___ Text block
The study tracked some 60 analog and digital technologies from 1986 to 2007, calculating the amount of data stored, communicated and computed. In 2007, 2.9 X 10^20 optimally compressed bytes were stored, almost X 10^21 bytes were communicated and 6.4 x 10^18 instructions per second were run on general purpose computers.
The study includes information gleaned from IT research firms, such as IDC.
For example, it cites IDC's estimate that in 2007 "all the empty or usable space on hard drives, tapes, CDs, DVDs, and memory (volatile and nonvolatile) in the market equaled 264 exabytes. However, using their own methodology, the USC scientists said they counted 276 "optimally compressed" exabytes on digital devices, which occupy 363 exabytes of digital hardware.
Before the digital revolution, the report said, the lions share of information was stored in analog videotapes, such as VHS cassettes and the like. In 1986, along with VHS tapes, vinyl LP records accounted for 14% of stored data, audio cassette tapes made up 12% and photography accounted for 8%.
It was not until 2000 that digital storage made a significant contribution, contributing 25% to the data storage total in 2000.
______
___ Extracted entries
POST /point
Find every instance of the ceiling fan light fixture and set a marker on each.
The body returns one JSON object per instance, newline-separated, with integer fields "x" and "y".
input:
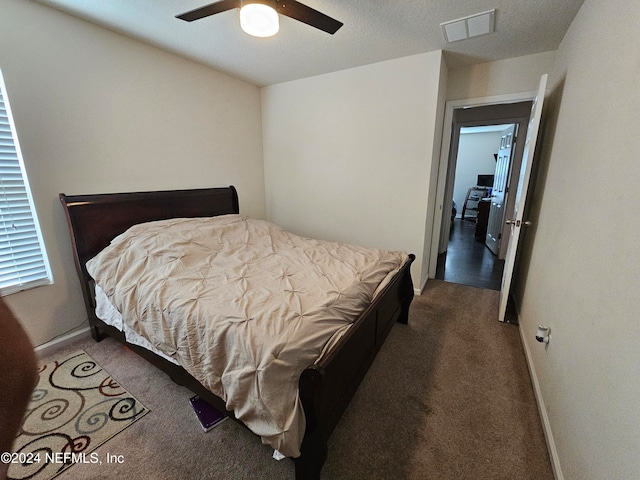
{"x": 259, "y": 20}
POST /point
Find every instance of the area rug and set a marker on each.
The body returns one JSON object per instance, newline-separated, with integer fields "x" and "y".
{"x": 75, "y": 408}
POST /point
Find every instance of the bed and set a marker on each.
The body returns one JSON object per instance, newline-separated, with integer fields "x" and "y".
{"x": 324, "y": 387}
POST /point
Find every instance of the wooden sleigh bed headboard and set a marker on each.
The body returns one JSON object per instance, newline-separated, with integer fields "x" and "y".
{"x": 95, "y": 220}
{"x": 325, "y": 387}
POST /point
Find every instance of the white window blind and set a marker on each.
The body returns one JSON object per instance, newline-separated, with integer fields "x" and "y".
{"x": 23, "y": 261}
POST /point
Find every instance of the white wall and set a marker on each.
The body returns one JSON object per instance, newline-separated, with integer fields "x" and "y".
{"x": 348, "y": 155}
{"x": 98, "y": 112}
{"x": 580, "y": 270}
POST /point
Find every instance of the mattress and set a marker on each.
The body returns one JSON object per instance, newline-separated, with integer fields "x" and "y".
{"x": 241, "y": 304}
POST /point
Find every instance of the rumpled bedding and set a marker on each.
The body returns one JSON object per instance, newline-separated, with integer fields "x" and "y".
{"x": 243, "y": 305}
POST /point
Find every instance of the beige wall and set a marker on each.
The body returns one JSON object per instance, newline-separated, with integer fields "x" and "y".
{"x": 348, "y": 155}
{"x": 98, "y": 112}
{"x": 505, "y": 77}
{"x": 579, "y": 271}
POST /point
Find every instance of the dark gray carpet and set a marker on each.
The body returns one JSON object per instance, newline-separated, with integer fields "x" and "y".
{"x": 448, "y": 397}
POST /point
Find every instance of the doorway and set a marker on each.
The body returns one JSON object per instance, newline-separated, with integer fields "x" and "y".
{"x": 463, "y": 255}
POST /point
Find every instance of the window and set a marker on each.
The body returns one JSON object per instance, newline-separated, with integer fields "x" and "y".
{"x": 23, "y": 260}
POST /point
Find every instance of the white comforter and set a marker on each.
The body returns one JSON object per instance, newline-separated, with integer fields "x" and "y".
{"x": 243, "y": 305}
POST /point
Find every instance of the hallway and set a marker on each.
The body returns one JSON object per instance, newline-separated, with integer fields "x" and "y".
{"x": 467, "y": 261}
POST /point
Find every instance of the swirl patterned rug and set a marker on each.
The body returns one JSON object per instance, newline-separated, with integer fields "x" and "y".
{"x": 75, "y": 408}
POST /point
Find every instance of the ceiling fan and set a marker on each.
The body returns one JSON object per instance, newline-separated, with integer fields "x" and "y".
{"x": 263, "y": 15}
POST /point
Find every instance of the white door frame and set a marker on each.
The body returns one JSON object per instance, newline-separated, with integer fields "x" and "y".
{"x": 444, "y": 160}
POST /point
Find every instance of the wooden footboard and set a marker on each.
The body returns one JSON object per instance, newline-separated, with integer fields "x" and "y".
{"x": 325, "y": 387}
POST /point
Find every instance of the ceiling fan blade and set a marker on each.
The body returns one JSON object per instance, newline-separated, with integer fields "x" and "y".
{"x": 308, "y": 15}
{"x": 208, "y": 10}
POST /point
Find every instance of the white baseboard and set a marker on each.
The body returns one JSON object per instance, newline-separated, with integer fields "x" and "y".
{"x": 542, "y": 410}
{"x": 60, "y": 342}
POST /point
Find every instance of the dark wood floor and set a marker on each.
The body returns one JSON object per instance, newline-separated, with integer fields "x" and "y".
{"x": 468, "y": 261}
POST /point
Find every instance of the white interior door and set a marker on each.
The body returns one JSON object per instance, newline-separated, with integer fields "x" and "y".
{"x": 517, "y": 221}
{"x": 499, "y": 191}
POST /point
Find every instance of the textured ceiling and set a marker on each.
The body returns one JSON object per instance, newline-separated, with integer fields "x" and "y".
{"x": 373, "y": 31}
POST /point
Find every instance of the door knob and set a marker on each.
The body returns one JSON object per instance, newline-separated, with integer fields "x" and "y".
{"x": 517, "y": 223}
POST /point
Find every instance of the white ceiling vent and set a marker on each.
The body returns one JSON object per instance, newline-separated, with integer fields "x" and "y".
{"x": 467, "y": 27}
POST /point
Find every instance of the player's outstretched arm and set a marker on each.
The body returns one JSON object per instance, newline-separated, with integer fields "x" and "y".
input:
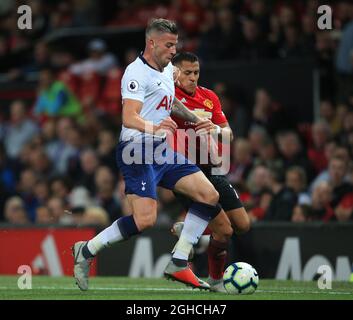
{"x": 133, "y": 120}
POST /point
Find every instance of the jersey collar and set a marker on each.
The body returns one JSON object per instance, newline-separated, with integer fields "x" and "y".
{"x": 145, "y": 62}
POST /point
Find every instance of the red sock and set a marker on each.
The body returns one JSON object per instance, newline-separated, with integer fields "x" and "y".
{"x": 217, "y": 256}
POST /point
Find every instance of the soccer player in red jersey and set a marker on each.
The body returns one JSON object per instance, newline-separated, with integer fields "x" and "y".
{"x": 205, "y": 104}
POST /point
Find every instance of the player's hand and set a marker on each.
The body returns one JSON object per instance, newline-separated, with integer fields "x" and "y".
{"x": 204, "y": 126}
{"x": 176, "y": 74}
{"x": 167, "y": 126}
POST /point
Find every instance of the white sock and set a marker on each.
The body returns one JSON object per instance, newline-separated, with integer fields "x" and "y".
{"x": 193, "y": 229}
{"x": 105, "y": 238}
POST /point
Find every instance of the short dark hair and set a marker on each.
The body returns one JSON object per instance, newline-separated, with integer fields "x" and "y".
{"x": 184, "y": 56}
{"x": 161, "y": 25}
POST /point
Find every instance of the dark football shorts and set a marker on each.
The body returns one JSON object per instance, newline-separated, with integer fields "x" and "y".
{"x": 228, "y": 197}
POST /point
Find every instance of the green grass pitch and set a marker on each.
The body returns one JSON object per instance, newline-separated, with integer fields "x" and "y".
{"x": 119, "y": 288}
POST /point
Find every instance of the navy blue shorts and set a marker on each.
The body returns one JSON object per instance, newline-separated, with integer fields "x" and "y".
{"x": 148, "y": 165}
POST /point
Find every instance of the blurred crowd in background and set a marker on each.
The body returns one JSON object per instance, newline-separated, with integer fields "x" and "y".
{"x": 57, "y": 154}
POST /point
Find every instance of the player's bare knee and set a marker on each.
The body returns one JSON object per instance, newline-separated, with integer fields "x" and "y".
{"x": 145, "y": 220}
{"x": 242, "y": 226}
{"x": 209, "y": 196}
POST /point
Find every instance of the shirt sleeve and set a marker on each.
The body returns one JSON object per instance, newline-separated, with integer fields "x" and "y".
{"x": 133, "y": 85}
{"x": 218, "y": 116}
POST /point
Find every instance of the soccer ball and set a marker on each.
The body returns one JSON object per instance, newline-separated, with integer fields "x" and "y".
{"x": 240, "y": 278}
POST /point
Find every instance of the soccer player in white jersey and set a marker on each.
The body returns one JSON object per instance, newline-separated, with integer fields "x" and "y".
{"x": 148, "y": 98}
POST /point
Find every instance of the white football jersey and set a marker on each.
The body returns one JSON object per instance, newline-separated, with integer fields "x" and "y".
{"x": 153, "y": 88}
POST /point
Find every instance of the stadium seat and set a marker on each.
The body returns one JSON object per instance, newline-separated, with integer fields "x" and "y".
{"x": 71, "y": 80}
{"x": 89, "y": 89}
{"x": 110, "y": 100}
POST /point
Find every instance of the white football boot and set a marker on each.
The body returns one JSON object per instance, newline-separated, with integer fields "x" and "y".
{"x": 81, "y": 265}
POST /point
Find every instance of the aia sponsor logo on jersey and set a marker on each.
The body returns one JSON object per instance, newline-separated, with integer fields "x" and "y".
{"x": 165, "y": 103}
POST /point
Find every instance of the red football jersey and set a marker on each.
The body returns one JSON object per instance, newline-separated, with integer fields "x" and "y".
{"x": 203, "y": 103}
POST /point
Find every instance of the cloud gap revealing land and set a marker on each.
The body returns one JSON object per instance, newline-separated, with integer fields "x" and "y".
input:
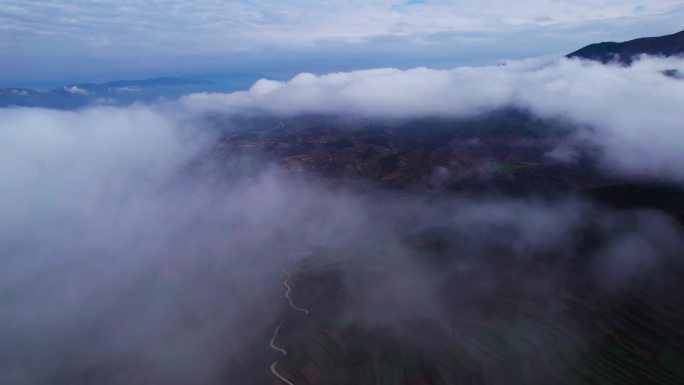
{"x": 385, "y": 192}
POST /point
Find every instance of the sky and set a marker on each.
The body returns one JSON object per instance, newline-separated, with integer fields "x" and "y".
{"x": 60, "y": 41}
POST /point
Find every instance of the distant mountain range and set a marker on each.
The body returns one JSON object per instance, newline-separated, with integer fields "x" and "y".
{"x": 625, "y": 52}
{"x": 124, "y": 92}
{"x": 114, "y": 93}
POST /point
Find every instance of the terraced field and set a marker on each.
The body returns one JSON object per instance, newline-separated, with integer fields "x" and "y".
{"x": 634, "y": 337}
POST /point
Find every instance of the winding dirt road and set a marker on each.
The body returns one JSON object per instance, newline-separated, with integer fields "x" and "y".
{"x": 277, "y": 329}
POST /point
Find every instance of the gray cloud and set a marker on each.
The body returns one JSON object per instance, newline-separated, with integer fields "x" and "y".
{"x": 129, "y": 256}
{"x": 74, "y": 41}
{"x": 632, "y": 113}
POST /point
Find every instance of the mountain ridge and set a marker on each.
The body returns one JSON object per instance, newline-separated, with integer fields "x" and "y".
{"x": 625, "y": 52}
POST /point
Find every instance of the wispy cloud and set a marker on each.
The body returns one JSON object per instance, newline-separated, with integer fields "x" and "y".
{"x": 141, "y": 31}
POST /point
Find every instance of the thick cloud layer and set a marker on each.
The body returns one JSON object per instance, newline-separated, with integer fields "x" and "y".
{"x": 129, "y": 256}
{"x": 632, "y": 113}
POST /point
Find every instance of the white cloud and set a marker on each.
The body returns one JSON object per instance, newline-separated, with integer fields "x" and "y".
{"x": 70, "y": 39}
{"x": 633, "y": 113}
{"x": 110, "y": 228}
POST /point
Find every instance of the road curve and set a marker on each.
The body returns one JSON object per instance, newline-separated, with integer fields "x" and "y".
{"x": 275, "y": 332}
{"x": 272, "y": 342}
{"x": 280, "y": 377}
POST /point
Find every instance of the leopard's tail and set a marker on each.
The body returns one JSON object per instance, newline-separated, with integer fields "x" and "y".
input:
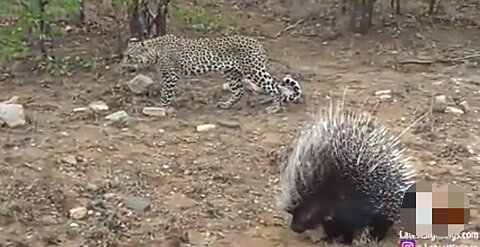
{"x": 290, "y": 89}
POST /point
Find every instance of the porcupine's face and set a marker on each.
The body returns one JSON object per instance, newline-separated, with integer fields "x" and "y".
{"x": 308, "y": 216}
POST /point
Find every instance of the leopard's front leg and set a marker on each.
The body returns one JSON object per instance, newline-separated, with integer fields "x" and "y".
{"x": 170, "y": 79}
{"x": 265, "y": 81}
{"x": 233, "y": 77}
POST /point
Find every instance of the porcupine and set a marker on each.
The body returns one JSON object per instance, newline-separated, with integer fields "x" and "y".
{"x": 347, "y": 173}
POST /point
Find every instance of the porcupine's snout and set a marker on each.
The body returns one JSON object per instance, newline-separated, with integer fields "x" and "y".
{"x": 306, "y": 218}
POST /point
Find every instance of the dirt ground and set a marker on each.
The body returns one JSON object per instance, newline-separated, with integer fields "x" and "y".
{"x": 218, "y": 186}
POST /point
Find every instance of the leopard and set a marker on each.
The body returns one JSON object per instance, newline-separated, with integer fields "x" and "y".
{"x": 233, "y": 57}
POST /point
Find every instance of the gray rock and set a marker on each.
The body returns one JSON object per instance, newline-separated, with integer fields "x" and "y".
{"x": 98, "y": 106}
{"x": 439, "y": 103}
{"x": 154, "y": 111}
{"x": 12, "y": 115}
{"x": 136, "y": 203}
{"x": 228, "y": 123}
{"x": 48, "y": 220}
{"x": 119, "y": 116}
{"x": 139, "y": 83}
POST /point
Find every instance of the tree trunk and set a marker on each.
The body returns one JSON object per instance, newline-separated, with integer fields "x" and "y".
{"x": 161, "y": 17}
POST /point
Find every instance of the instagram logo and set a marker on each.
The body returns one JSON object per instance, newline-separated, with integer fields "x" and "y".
{"x": 407, "y": 243}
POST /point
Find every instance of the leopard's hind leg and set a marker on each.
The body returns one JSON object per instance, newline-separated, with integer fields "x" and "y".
{"x": 233, "y": 77}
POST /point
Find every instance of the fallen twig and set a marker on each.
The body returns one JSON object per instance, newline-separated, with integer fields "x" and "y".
{"x": 440, "y": 60}
{"x": 289, "y": 27}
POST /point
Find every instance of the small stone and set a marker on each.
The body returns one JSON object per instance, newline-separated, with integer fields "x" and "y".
{"x": 205, "y": 127}
{"x": 439, "y": 103}
{"x": 118, "y": 116}
{"x": 12, "y": 115}
{"x": 80, "y": 109}
{"x": 385, "y": 97}
{"x": 139, "y": 83}
{"x": 70, "y": 159}
{"x": 98, "y": 106}
{"x": 454, "y": 110}
{"x": 228, "y": 123}
{"x": 78, "y": 213}
{"x": 48, "y": 220}
{"x": 12, "y": 100}
{"x": 465, "y": 106}
{"x": 154, "y": 111}
{"x": 383, "y": 92}
{"x": 137, "y": 204}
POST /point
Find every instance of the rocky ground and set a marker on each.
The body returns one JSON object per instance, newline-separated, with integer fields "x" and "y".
{"x": 71, "y": 177}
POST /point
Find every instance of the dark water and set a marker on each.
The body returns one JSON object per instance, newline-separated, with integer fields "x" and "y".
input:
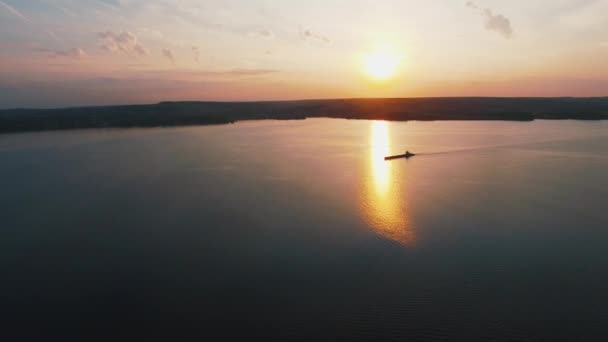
{"x": 300, "y": 230}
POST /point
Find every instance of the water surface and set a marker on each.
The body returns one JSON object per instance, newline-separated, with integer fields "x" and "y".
{"x": 300, "y": 229}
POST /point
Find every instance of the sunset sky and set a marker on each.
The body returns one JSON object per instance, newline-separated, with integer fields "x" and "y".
{"x": 91, "y": 52}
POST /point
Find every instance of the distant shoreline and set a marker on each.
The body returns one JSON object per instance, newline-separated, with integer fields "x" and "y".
{"x": 392, "y": 109}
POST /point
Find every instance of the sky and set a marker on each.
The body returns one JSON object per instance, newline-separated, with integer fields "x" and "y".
{"x": 56, "y": 53}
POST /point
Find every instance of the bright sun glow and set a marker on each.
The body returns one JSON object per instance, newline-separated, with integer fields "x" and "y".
{"x": 381, "y": 66}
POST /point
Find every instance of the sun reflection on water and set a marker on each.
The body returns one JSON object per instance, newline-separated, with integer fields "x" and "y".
{"x": 382, "y": 202}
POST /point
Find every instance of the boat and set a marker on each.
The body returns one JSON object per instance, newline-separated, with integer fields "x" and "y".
{"x": 406, "y": 155}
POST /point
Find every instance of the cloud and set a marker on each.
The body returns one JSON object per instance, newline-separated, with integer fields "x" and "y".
{"x": 169, "y": 55}
{"x": 75, "y": 53}
{"x": 26, "y": 20}
{"x": 15, "y": 12}
{"x": 248, "y": 72}
{"x": 197, "y": 54}
{"x": 493, "y": 22}
{"x": 124, "y": 41}
{"x": 312, "y": 36}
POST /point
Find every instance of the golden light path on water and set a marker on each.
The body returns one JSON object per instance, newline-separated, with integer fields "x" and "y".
{"x": 382, "y": 202}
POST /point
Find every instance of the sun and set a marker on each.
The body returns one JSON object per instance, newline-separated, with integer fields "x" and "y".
{"x": 381, "y": 66}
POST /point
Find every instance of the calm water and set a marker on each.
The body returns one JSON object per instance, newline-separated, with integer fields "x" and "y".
{"x": 300, "y": 229}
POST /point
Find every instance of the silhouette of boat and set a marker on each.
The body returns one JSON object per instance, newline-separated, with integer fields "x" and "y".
{"x": 406, "y": 155}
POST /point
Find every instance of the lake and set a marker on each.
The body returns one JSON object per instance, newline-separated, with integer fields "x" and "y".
{"x": 301, "y": 230}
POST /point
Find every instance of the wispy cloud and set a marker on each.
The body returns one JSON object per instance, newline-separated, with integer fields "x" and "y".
{"x": 15, "y": 12}
{"x": 75, "y": 53}
{"x": 125, "y": 42}
{"x": 309, "y": 35}
{"x": 26, "y": 19}
{"x": 493, "y": 22}
{"x": 169, "y": 55}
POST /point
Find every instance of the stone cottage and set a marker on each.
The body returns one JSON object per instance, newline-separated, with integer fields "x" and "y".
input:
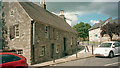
{"x": 36, "y": 33}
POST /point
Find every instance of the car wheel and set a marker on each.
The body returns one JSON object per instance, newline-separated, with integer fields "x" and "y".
{"x": 111, "y": 54}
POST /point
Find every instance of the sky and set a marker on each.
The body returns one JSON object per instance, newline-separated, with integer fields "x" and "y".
{"x": 87, "y": 12}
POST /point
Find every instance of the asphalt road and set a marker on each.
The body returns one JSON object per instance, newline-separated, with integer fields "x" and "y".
{"x": 93, "y": 61}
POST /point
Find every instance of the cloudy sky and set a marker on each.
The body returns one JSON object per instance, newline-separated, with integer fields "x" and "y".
{"x": 87, "y": 12}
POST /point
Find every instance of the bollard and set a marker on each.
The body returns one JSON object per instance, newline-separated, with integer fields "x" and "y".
{"x": 92, "y": 49}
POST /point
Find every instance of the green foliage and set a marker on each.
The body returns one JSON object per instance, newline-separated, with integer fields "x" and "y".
{"x": 82, "y": 29}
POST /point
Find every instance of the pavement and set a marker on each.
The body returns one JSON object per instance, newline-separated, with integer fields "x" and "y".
{"x": 80, "y": 55}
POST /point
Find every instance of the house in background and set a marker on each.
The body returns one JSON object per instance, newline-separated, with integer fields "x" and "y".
{"x": 95, "y": 30}
{"x": 36, "y": 33}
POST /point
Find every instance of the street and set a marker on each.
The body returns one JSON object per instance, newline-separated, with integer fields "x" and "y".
{"x": 93, "y": 61}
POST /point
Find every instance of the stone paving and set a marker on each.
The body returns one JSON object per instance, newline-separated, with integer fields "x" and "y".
{"x": 80, "y": 55}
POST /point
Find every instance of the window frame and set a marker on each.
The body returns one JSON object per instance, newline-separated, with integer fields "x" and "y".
{"x": 42, "y": 51}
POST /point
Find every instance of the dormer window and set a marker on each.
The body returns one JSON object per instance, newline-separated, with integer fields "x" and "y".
{"x": 46, "y": 31}
{"x": 12, "y": 12}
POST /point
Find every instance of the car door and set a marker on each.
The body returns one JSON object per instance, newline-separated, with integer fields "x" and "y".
{"x": 10, "y": 60}
{"x": 116, "y": 48}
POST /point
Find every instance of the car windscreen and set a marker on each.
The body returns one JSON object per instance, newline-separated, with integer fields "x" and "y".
{"x": 8, "y": 58}
{"x": 106, "y": 45}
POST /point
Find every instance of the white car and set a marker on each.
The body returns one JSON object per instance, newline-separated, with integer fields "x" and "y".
{"x": 108, "y": 49}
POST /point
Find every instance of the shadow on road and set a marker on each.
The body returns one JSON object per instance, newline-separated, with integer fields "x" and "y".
{"x": 106, "y": 57}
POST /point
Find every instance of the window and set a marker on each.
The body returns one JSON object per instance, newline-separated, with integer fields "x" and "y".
{"x": 57, "y": 35}
{"x": 11, "y": 12}
{"x": 12, "y": 32}
{"x": 16, "y": 30}
{"x": 46, "y": 31}
{"x": 9, "y": 58}
{"x": 72, "y": 41}
{"x": 57, "y": 48}
{"x": 96, "y": 35}
{"x": 42, "y": 51}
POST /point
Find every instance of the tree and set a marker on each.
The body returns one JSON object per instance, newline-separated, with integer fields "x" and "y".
{"x": 111, "y": 28}
{"x": 82, "y": 29}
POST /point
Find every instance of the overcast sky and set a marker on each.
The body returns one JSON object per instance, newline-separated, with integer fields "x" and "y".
{"x": 87, "y": 12}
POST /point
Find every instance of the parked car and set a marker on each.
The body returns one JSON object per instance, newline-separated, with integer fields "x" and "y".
{"x": 12, "y": 60}
{"x": 108, "y": 49}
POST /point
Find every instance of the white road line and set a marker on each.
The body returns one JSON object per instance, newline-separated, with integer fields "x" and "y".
{"x": 111, "y": 64}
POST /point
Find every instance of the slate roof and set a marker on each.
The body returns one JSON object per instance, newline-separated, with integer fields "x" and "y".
{"x": 39, "y": 14}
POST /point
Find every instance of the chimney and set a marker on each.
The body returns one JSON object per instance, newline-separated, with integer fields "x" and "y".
{"x": 42, "y": 4}
{"x": 62, "y": 14}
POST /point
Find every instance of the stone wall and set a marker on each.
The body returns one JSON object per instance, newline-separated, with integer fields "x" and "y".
{"x": 15, "y": 14}
{"x": 41, "y": 40}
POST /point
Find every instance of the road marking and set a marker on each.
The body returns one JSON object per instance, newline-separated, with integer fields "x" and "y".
{"x": 111, "y": 64}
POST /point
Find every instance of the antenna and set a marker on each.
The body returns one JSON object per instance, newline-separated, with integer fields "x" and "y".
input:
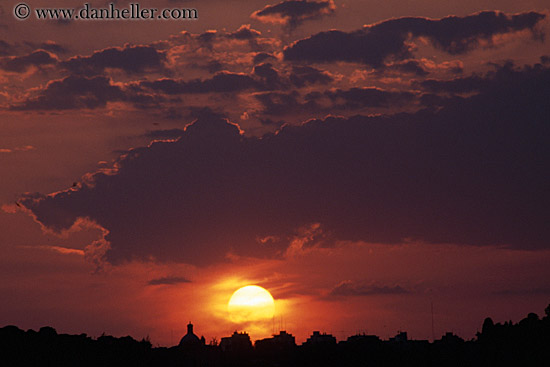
{"x": 432, "y": 309}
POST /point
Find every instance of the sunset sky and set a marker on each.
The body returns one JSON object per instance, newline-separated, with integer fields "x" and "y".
{"x": 361, "y": 160}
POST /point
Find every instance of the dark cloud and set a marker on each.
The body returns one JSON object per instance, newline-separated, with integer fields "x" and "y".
{"x": 6, "y": 48}
{"x": 169, "y": 281}
{"x": 375, "y": 44}
{"x": 455, "y": 86}
{"x": 245, "y": 32}
{"x": 51, "y": 46}
{"x": 269, "y": 75}
{"x": 356, "y": 98}
{"x": 414, "y": 67}
{"x": 77, "y": 91}
{"x": 222, "y": 82}
{"x": 261, "y": 57}
{"x": 165, "y": 134}
{"x": 304, "y": 75}
{"x": 284, "y": 103}
{"x": 20, "y": 64}
{"x": 74, "y": 92}
{"x": 292, "y": 13}
{"x": 351, "y": 289}
{"x": 472, "y": 172}
{"x": 130, "y": 59}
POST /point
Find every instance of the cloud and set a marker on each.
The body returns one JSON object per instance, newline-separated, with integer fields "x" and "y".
{"x": 20, "y": 64}
{"x": 82, "y": 92}
{"x": 6, "y": 48}
{"x": 414, "y": 67}
{"x": 130, "y": 59}
{"x": 261, "y": 57}
{"x": 350, "y": 289}
{"x": 540, "y": 291}
{"x": 73, "y": 92}
{"x": 293, "y": 13}
{"x": 472, "y": 172}
{"x": 222, "y": 82}
{"x": 168, "y": 281}
{"x": 388, "y": 40}
{"x": 305, "y": 75}
{"x": 356, "y": 98}
{"x": 165, "y": 134}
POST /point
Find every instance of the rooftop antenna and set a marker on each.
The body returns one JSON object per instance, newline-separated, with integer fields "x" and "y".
{"x": 432, "y": 309}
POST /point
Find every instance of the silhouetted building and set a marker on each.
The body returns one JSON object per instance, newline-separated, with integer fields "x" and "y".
{"x": 190, "y": 340}
{"x": 450, "y": 338}
{"x": 317, "y": 339}
{"x": 364, "y": 339}
{"x": 236, "y": 343}
{"x": 400, "y": 337}
{"x": 282, "y": 343}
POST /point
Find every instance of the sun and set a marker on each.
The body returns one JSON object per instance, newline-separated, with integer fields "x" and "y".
{"x": 251, "y": 303}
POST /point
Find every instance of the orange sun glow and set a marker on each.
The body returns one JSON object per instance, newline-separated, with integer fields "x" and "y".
{"x": 251, "y": 303}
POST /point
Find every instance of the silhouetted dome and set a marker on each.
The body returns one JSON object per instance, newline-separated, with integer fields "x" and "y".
{"x": 190, "y": 338}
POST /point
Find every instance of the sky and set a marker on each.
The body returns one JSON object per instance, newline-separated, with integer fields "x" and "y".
{"x": 366, "y": 162}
______
Extend the passage about the study of global data storage and computing from 1986 to 2007, beginning after its final sentence.

> [The output]:
Beginning in 1986, the share of paper-based storage mediums began decreasing, from 33% that year to .007% in 2007.
In 2007, hard disk drives held 52% of all stored data, optical storage devices held 28%, and digital tape about 11%.
The majority of our technological memory has been in digital format since the early 2000s, with 94% of data stored in that format in 2007, the report indicated.
"We live in a world where economies, political freedom and cultural growth increasingly depend on our technological capabilities," said the report's lead author, Martin Hilbert, a Provost fellow at USC's Annenberg School for Communication & Journalism. "This is the first study to quantify humankind's ability to handle information and how it has changed in the last two decades."